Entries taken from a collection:
+ + + + + + +

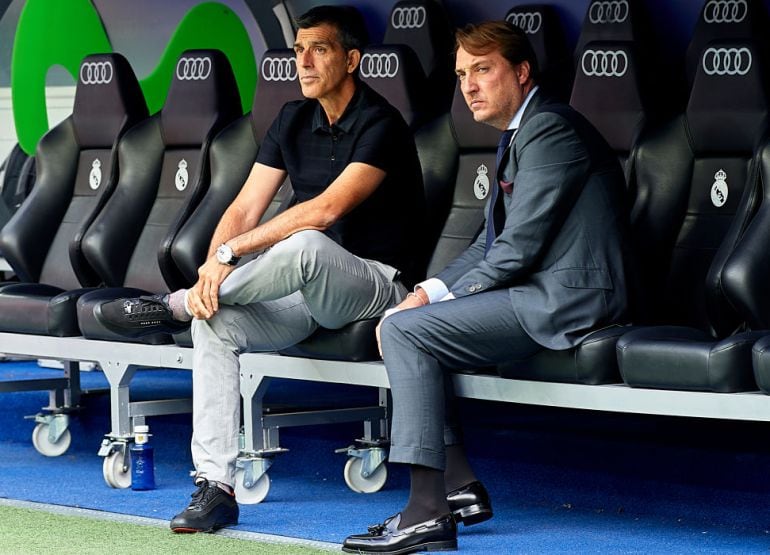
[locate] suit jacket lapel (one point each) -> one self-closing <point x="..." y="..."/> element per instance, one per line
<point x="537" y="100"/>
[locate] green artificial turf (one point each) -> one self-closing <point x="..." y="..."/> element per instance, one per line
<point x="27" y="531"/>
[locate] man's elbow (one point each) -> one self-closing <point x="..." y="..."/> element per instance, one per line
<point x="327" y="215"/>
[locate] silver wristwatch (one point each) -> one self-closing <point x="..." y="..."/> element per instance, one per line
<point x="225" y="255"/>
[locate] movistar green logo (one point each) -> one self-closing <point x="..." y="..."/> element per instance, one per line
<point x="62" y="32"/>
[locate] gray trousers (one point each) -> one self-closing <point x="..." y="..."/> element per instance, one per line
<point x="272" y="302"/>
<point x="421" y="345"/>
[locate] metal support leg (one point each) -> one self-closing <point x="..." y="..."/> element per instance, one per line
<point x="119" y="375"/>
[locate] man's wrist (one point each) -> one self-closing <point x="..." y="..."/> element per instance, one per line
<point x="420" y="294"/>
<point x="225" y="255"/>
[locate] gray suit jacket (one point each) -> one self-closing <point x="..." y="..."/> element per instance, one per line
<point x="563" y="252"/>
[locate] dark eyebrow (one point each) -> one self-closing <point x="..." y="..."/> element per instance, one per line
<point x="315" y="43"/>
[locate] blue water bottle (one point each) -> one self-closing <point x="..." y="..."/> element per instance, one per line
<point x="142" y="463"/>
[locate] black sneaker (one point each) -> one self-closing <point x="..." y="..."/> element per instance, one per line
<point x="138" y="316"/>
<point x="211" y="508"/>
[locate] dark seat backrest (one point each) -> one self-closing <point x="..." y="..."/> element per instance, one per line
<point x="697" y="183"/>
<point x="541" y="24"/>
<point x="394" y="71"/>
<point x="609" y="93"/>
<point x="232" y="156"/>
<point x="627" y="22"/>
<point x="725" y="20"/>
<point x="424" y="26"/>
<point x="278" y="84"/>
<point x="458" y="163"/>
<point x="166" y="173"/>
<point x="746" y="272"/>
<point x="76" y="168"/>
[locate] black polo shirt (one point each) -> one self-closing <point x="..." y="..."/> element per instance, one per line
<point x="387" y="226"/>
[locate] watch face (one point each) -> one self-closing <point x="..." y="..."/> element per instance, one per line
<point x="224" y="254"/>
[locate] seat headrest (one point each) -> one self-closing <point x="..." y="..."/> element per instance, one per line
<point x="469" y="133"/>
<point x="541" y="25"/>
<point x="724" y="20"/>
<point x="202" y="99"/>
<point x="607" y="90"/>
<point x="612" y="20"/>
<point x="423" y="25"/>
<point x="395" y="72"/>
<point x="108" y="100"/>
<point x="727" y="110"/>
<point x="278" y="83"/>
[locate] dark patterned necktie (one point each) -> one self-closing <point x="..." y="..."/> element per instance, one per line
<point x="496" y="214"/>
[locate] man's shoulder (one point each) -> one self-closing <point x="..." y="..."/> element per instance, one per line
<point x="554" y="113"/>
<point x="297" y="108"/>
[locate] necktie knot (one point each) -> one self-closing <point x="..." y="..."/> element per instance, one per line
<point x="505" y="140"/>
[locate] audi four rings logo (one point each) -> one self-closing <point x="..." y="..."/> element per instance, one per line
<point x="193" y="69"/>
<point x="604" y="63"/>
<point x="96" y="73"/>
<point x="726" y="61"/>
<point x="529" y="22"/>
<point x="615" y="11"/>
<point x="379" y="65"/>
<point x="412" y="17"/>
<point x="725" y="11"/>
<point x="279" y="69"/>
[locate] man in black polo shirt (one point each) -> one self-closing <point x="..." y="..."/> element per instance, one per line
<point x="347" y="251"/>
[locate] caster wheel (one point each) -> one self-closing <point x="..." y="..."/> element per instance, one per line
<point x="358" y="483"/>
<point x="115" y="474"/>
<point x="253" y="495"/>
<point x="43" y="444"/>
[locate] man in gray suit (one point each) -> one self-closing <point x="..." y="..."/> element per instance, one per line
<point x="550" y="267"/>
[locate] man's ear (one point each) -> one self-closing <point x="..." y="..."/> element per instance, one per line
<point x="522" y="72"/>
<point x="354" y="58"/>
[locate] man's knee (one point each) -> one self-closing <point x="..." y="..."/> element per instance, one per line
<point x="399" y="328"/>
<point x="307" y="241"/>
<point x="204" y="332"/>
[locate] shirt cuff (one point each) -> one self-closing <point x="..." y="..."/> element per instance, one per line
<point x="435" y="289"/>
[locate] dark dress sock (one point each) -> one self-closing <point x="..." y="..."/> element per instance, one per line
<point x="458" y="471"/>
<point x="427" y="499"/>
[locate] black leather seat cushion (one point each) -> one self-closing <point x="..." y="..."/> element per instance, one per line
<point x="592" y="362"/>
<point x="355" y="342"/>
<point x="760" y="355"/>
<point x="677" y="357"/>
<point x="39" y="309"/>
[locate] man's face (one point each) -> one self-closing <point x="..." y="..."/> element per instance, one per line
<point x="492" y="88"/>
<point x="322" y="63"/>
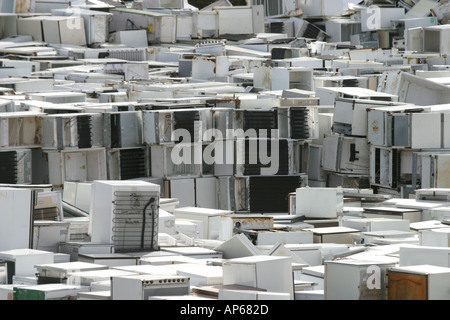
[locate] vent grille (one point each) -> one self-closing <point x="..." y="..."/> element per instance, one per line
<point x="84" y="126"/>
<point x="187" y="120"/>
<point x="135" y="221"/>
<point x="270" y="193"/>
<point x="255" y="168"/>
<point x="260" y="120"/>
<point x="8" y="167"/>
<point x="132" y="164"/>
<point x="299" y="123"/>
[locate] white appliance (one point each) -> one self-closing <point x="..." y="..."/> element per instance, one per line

+ + + + + + +

== Your goal ==
Write out the whole listing again with every "self-closing" replaced by "empty" and everything else left as is. Leave the pictures out.

== Reply ==
[locate] suit jacket lapel (one point each) -> one empty <point x="..." y="..."/> element per instance, one per line
<point x="537" y="100"/>
[locate] green artificial turf (one point each) -> one empty <point x="..." y="..."/> element per instance, one per line
<point x="27" y="531"/>
[locate] man's elbow (one point each) -> one empty <point x="..." y="..."/> element per instance, one per line
<point x="327" y="215"/>
[locate] silver wristwatch (one point each) -> one empty <point x="..." y="..."/> element per instance, one per line
<point x="225" y="255"/>
[locate] movistar green logo (one point each) -> one empty <point x="..." y="..."/> element per instance, one per line
<point x="62" y="32"/>
[locate] gray trousers (one point each) -> one empty <point x="..." y="..."/> element per instance, one per line
<point x="272" y="302"/>
<point x="421" y="345"/>
[locate] metal support leg (one point each) -> one empty <point x="..." y="..."/> element per instance, one per line
<point x="119" y="375"/>
[locate] man's wrist (one point each) -> one empty <point x="..." y="..."/> element per instance, one per line
<point x="420" y="294"/>
<point x="225" y="255"/>
[locate] gray suit jacket (one point each) -> one empty <point x="..." y="..."/> element per instance, one per line
<point x="563" y="252"/>
[locate] dark eyebrow (one point each) -> one empty <point x="..." y="..."/> element per instance, one per line
<point x="315" y="43"/>
[locate] blue water bottle (one point each) -> one empty <point x="..." y="..."/> element per instance, one per line
<point x="142" y="463"/>
[locate] black sneaker (one point each) -> one empty <point x="..." y="..."/> element per instance, one per line
<point x="138" y="316"/>
<point x="211" y="508"/>
[locate] dark seat backrest (one point each) -> one empty <point x="..." y="..."/> element per instance, one per line
<point x="697" y="183"/>
<point x="541" y="24"/>
<point x="394" y="71"/>
<point x="609" y="93"/>
<point x="232" y="156"/>
<point x="627" y="22"/>
<point x="725" y="20"/>
<point x="424" y="26"/>
<point x="278" y="84"/>
<point x="458" y="163"/>
<point x="166" y="173"/>
<point x="746" y="272"/>
<point x="76" y="168"/>
[locate] black polo shirt (one point each) -> one empty <point x="..." y="..."/> element per instance, one per line
<point x="387" y="226"/>
[locate] watch face (one point each) -> one empty <point x="..." y="..."/> element per instance, one per line
<point x="224" y="254"/>
[locate] seat headrest (one point each) -> one empty <point x="..." y="..."/> element per instance, one per line
<point x="469" y="133"/>
<point x="541" y="25"/>
<point x="724" y="20"/>
<point x="202" y="99"/>
<point x="607" y="90"/>
<point x="612" y="20"/>
<point x="423" y="25"/>
<point x="395" y="72"/>
<point x="108" y="100"/>
<point x="727" y="110"/>
<point x="278" y="83"/>
[locate] dark patterned necktie (one point each) -> one empty <point x="..." y="..."/> element per instance, one per line
<point x="496" y="214"/>
[locate] man's shoulder (one point each) -> one empty <point x="..." y="..."/> element per instance, one per line
<point x="554" y="113"/>
<point x="297" y="108"/>
[locate] necktie knot (one point each) -> one empty <point x="..." y="..."/> element per instance, one per line
<point x="505" y="140"/>
[locate] audi four rings logo (one point each) -> one empty <point x="..." y="..."/> element per instance, one per line
<point x="193" y="69"/>
<point x="604" y="63"/>
<point x="96" y="73"/>
<point x="726" y="61"/>
<point x="529" y="22"/>
<point x="615" y="11"/>
<point x="379" y="65"/>
<point x="412" y="17"/>
<point x="725" y="11"/>
<point x="279" y="69"/>
[locate] man in black polo shirt (one point each) -> one empty <point x="..." y="..."/> element per instance, one per line
<point x="347" y="251"/>
[locate] caster wheel (one point each) -> one empty <point x="..." y="..."/> element per instance, one per line
<point x="358" y="483"/>
<point x="115" y="474"/>
<point x="253" y="495"/>
<point x="43" y="444"/>
[locate] man in gray suit (one point each) -> one empty <point x="..." y="..."/> element per instance, one per line
<point x="550" y="267"/>
[locate] man's ear (one point each) -> one empty <point x="..." y="..."/> element per instance, one per line
<point x="522" y="72"/>
<point x="354" y="58"/>
[locate] man's knee (one point each) -> one empty <point x="..." y="..."/> element per instance, one per line
<point x="399" y="328"/>
<point x="307" y="241"/>
<point x="204" y="332"/>
[locate] shirt cuff (one point each) -> one empty <point x="..." y="..."/> element per instance, one per line
<point x="435" y="289"/>
[locate] dark dress sock (one point each) -> one empty <point x="..." y="..."/> element per instance, one per line
<point x="458" y="471"/>
<point x="427" y="499"/>
[locate] black leather seat cushion (one point each) -> one empty <point x="..." y="..."/> element per instance, one per line
<point x="592" y="362"/>
<point x="355" y="342"/>
<point x="760" y="355"/>
<point x="677" y="357"/>
<point x="39" y="309"/>
[locate] man's face (one point each) -> one empty <point x="..." y="..."/> element per instance, one per line
<point x="492" y="88"/>
<point x="322" y="63"/>
[locate] vent grille (one point each) -> one empty <point x="..." y="..."/> element per instance, one per line
<point x="84" y="126"/>
<point x="187" y="120"/>
<point x="135" y="221"/>
<point x="270" y="193"/>
<point x="255" y="168"/>
<point x="260" y="120"/>
<point x="8" y="167"/>
<point x="132" y="164"/>
<point x="299" y="123"/>
[locate] white appliance (one point each) -> one empty <point x="..." y="..."/> element per instance, one per line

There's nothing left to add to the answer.